Since then, the university has achieved permanent savings of $40 million, representing 25 per cent of its operating budget through deep cuts to programs, jobs, new labour agreements, as well as severing ties with its federated partner universities and assuming delivery of some of their courses.
A lawyer representing Laurentian, D.J. Miller, said the current bridge financing should see the university through to the end of January, when it expects to have a plan to satisfy creditors and exit CCAA protection.
COVID-19 affects cash flow forecast
In the meantime, during Friday's hearing in Ontario Superior Court, Miller described how factors such as the pandemic are influencing the financial situation at Laurentian and the resumption of a new academic year.
"It's been a very dynamic environment in dealing with the changing recommendations of the health and safety officials and the university has been managing that as other universities have, quickly and responsibly," said Miller.
She noted the pandemic has made it difficult to make cash flow projections and will continue to do so, but so far, the university has done a good job.
"In terms of the campus operations, as I mentioned, the pandemic has required a great deal of flexibility and quick decisions and the ability to pivot on some aspects because the advice has been changing fairly rapidly," she says.
"It wasn't clear, for example, until the middle of the summer or earlier in the summer whether students would even be permitted to return to campus in person, whether the residences would be able to be utilized, and if so, what might be required in order to have those available and accommodate the health and safety concerns. It wasn't clear whether teaching would be able to take place in person or if it would have to be online or some combination. So all of those factors made it a very, very fluid dynamic, and difficult to project and plan in the midst of an ordinary course school year."
The campus is welcoming students and staff back in person while also offering online course work in a hybrid model.
Decline in 1st-year enrolment expected
Miller said uncertainties remain as the university tries to get a handle on enrolment numbers, which will have an effect on the university's bottom line.
President and vice-chancellor Robert Haché, in an affidavit filed with the court, forecasts a decline of 30 per cent in first-year students, but final enrolment figures including returning students won't be finalized until later in the fall.

Apply what you read
1 – In the Laurentian University passage, what decline in first-year students does Robert Haché forecast in his affidavit?
2 – List every measure the Laurentian University passage names as a way the university achieved its permanent savings of $40 million.
3 – Continue the Laurentian University passage from the point where it stops.
The items below were taken from a separate source and are unrelated to the Laurentian University passage.

Natural language region descriptions
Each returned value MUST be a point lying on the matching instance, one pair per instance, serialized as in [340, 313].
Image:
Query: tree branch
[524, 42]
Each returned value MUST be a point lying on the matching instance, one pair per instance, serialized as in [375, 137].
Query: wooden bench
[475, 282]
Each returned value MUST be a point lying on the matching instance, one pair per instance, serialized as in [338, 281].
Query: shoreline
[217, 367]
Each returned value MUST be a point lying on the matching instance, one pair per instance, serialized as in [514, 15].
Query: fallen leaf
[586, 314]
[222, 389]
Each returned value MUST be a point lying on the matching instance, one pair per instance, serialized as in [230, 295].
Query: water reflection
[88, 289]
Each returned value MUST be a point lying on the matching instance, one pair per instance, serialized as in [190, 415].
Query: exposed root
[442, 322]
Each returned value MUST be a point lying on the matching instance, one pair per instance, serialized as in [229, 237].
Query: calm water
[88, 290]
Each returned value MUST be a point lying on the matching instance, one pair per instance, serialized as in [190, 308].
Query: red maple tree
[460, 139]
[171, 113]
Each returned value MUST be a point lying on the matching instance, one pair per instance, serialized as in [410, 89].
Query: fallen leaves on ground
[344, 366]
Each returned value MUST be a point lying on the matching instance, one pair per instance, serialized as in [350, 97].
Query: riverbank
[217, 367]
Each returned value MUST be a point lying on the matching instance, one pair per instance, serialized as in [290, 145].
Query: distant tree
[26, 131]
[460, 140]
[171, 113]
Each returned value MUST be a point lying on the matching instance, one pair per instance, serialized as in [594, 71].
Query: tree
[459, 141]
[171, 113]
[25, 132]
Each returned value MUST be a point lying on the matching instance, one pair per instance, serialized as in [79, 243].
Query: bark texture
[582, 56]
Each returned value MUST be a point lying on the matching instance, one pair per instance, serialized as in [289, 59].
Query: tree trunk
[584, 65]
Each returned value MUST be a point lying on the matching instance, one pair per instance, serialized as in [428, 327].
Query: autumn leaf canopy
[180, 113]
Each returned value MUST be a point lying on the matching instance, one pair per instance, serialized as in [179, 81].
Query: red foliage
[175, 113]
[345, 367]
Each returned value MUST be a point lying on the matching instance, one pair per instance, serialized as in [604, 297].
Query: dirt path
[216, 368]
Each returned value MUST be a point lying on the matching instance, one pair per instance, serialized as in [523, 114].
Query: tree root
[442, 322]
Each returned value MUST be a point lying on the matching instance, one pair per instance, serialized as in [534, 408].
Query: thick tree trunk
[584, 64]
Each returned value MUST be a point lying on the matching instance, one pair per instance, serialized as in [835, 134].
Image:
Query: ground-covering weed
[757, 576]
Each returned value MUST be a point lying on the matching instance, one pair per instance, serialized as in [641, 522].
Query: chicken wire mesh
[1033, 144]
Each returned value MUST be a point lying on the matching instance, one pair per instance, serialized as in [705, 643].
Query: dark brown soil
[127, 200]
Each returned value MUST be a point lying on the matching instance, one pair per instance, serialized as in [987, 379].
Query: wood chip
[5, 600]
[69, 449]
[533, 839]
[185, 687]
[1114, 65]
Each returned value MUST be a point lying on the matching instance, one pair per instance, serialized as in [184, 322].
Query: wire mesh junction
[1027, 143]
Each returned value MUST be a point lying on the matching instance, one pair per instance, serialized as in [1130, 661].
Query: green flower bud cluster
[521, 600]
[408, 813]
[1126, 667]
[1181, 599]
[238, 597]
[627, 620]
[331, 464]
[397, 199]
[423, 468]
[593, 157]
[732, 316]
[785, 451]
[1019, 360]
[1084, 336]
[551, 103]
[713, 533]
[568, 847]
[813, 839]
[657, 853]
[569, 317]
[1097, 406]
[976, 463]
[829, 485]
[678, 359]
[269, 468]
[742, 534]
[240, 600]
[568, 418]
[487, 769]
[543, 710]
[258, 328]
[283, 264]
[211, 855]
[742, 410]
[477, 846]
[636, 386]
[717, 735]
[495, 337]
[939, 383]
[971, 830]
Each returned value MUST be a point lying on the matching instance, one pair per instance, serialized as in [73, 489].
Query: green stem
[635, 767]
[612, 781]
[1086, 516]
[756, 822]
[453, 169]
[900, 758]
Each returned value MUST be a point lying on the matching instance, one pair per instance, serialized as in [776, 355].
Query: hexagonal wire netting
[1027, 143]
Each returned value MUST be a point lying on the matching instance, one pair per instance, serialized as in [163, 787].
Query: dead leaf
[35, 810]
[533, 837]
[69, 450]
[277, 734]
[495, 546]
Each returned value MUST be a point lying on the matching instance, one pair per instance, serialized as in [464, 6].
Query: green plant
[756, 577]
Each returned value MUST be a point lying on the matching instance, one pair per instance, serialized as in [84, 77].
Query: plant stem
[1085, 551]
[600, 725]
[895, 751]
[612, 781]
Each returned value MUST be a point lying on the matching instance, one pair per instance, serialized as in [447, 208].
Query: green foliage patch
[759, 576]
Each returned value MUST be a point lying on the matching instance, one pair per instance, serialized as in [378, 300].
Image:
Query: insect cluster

Answers given
1 – A decline of 30 percent.

2 –
- Deep cuts to programs
- Cuts to jobs
- New labor agreements
- Severing ties with its federated partner universities
- Assuming delivery of some of their courses

3 –
"Because of the nature of how enrolment data can change, given, you know, add/drop dates and that type of thing, enrolment data is actually not provided to the ministry every year until November for that reason, because it is a fluid number," said Miller. "But we will have a better sense of enrolment in that in the next coming weeks."
She said residences are for the most part full, with no wait list, but the cash flow forecast includes certain calculations about tuition and residence fees, and is based on the assumption refunds won't have to be given if the situation changes.
"I won't go through all of the assumptions," said Miller. "While there are a number of positive variances as reflected in the cash flow forecast, I think it's safe to say that continued prudence is the measure that is being followed."
Ashley Taylor, a lawyer representing the court monitor, Ernst and Young, said the bridge financing creates a "safety backstop," but the situation remains subject to change.
"Due to the uncertainty created by the COVID pandemic, a return to online teaching and students not staying in residence would have a significant impact upon the university's revenues and the cash flow forecast," he said.
"We can confirm the challenges that Miss Miller outlined face the university in achieving everything that needs to be done in order to effect this restructuring as quickly as possible," continued Taylor. "But notwithstanding those challenges, Laurentian has made significant strides in its restructuring efforts. There is still a lot of work to do, completing the claims process, negotiating the terms of the restructuring plan, as well as moving towards a meeting of creditors.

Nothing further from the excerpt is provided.